EXTRAIT DU DOCUMENT
PLACE PUBLIQUE >En quoi la connaissance du passé éclaire-t-elle l’avenir? En d’autres termes, votre autorité d’historien vous autorise-t-elle à vous projeter dans les siècles qui viennent?
JEAN DELUMEAU >Les questions que je me pose sur l’avenir du christianisme sont de celles qu’un historien du fait religieux rencontre tout naturellement. Mais je ne sais pas si j’ai les bonnes réponses. Autant je peux jeter un regard scientifique sur le passé, autant, pas plus qu’un autre, je ne connais l’avenir. Je peux juste formuler des hypothèses, exprimer des souhaits, dédramatiser le passé et éclairer des chemins d’avenir. Alors, bien sûr, j’aurais pu me cantonner à ma spécialité. Ç’aurait été plus confortable. Mais forcément ma recherche porte à la fois sur le passé et sur le présent, sur une religion qui se dit liée au destin global de l’humanité. Alors, il m’a fallu oser.
PLACE PUBLIQUE >À défaut de permettre de déchiffrer l’avenir, l’histoire peut-elle aider à décrypter le présent?
JEAN DELUMEAU >Ça, oui, j’en suis convaincu. Ainsi, mes travaux m’ont permis de repérer les adjonctions religieuses qui se sont sédimentées au cours des siècles. Elles ont singulièrement altéré le contenu des croyances et contribuent à expliquer le malentendu entre le christianisme et beaucoup de nos contemporains.

PLACE PUBLIQUE >Un exemple?
JEAN DELUMEAU >Le péché originel. Jamais Jésus n’en a parlé! Nulle trace dans les Évangiles! J’ai mis du temps à m’en apercevoir tellement cette notion était au centre du catholicisme de mon enfance. On ne peut pas comprendre l’histoire de la chrétienté occidentale sans tenir compte de la place énorme tenue par cette notion forgée par saint Augustin à la suite de saint Paul: en pleine liberté, Adam et Ève – dont nul ne doutait alors de l’existence historique – ont décidé de désobéir à leur Créateur. La souffrance, la mort, l’enfer découlent de cette faute aux allures de catastrophe cosmique, non seulement pour Adam et Ève mais aussi pour tout le genre humain. D’où la terrifiante image d’un Dieu vengeur. Jamais une civilisation n’a accordé autant de poids à la culpabilité et de prix au repentir que l’Occident chrétien entre le 13e et le 18e siècle. Forcément, ça laisse des traces…

PLACE PUBLIQUE >Vous avez, à plusieurs reprises, résumé en une phrase la dialectique christianisation-déchristianisation: «Dieu, autrefois moins vivant qu’on ne l’a cru, est aujourd’hui moins mort qu’on ne le dit. » Dieu, autrefois moins vivant qu’on ne l’a cru: qu’entendez-vous par là?

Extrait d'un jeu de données
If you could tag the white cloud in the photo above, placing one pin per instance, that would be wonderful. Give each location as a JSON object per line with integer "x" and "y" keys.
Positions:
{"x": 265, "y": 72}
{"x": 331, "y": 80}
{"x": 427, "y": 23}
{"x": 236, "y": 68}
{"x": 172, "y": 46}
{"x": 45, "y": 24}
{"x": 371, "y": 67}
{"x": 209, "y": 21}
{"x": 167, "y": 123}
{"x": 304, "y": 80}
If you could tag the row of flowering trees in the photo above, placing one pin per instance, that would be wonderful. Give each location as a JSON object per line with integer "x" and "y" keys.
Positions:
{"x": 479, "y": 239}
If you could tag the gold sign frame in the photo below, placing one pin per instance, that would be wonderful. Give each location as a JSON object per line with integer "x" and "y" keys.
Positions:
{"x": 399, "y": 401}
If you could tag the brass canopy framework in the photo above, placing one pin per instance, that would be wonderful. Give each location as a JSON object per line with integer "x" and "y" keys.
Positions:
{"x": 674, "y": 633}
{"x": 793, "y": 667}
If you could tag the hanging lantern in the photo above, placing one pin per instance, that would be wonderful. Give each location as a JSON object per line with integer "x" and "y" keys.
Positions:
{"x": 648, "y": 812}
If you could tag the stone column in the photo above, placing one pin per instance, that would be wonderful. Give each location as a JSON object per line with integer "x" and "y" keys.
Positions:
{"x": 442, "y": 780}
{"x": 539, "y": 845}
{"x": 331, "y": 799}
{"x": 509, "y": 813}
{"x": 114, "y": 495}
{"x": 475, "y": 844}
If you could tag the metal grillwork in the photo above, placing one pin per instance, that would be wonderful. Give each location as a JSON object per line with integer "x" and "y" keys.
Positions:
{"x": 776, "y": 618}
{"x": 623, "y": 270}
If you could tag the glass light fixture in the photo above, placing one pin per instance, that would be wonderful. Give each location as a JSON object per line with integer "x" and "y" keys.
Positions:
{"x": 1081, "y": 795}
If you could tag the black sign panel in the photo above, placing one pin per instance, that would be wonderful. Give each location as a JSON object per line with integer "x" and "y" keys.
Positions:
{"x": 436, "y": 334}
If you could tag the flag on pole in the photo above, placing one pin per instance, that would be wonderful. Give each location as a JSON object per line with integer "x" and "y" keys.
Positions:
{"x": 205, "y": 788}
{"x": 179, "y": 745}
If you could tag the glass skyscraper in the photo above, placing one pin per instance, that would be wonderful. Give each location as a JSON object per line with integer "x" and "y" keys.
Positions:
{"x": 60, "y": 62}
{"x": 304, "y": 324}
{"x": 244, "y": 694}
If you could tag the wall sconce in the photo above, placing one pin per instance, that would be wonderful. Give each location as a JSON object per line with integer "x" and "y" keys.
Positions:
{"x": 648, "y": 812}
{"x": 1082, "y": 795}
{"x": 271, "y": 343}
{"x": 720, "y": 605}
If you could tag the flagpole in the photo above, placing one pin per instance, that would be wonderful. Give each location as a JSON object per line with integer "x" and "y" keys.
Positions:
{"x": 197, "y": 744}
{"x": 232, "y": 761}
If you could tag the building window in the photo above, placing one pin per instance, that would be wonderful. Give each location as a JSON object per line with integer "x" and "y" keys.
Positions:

CE QU'IL FAUT
Pourriez-vous donner la suite de l'entretien sur l'avenir du christianisme, à partir de la dernière question posée ?

RÉPONSE ATTENDUE
JEAN DELUMEAU >Cela, l’historien n’a pas de mal à le prouver. Le grand médiéviste Georges Duby, qui fut mon collègue au Collège de France, n’hésitait pas à écrire qu’avant le 13e siècle le christianisme n’était en fait que la religion d’une minorité. Ce n’est pas parce que Clovis s’est fait baptiser que ses sujets étaient réellement chrétiens. Certes, nos ancêtres se faisaient baptiser eux aussi, se mariaient, étaient enterrés à l’église. Mais que savaient-ils du christianisme? Jacques Le Goff, un autre grand médiéviste, affirmait: «La chrétienté vers 1500, c’est presque un pays de mission. » C’est d’ailleurs pour cela qu’étaient nés, au 13e siècle, les dominicains et les franciscains, ces ordres mendiants qui se fixaient pour objectif de convertir leurs contemporains.

PLACE PUBLIQUE >Le Moyen âge chrétien serait donc une légende? Malgré les cathédrales et Thomas d’Aquin?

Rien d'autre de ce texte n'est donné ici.